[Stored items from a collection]
*** Begin section ***

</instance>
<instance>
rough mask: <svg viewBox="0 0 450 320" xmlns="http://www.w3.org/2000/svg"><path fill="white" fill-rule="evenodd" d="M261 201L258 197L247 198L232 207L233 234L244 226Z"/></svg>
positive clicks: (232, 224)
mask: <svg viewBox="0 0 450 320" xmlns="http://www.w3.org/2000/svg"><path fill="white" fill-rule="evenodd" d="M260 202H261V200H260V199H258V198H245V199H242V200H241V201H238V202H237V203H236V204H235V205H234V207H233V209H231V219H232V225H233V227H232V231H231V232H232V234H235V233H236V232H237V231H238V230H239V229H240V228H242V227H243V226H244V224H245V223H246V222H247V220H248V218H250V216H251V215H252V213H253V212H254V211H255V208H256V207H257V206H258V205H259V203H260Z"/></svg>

*** End section ***

**WHAT NEEDS TO BE DONE**.
Produce the records once again, exactly as they stand above.

**SOLVED EXERCISE**.
</instance>
<instance>
rough mask: <svg viewBox="0 0 450 320" xmlns="http://www.w3.org/2000/svg"><path fill="white" fill-rule="evenodd" d="M261 201L258 197L247 198L232 207L233 234L244 226Z"/></svg>
positive clicks: (232, 224)
mask: <svg viewBox="0 0 450 320" xmlns="http://www.w3.org/2000/svg"><path fill="white" fill-rule="evenodd" d="M260 202H261V200H260V199H258V198H245V199H242V200H241V201H238V202H237V203H236V204H235V205H234V207H233V209H231V219H232V225H233V227H232V231H231V232H232V234H235V233H236V232H237V231H238V230H239V229H240V228H242V227H243V226H244V224H245V223H246V222H247V220H248V218H250V216H251V215H252V213H253V212H254V211H255V208H256V207H257V206H258V205H259V203H260Z"/></svg>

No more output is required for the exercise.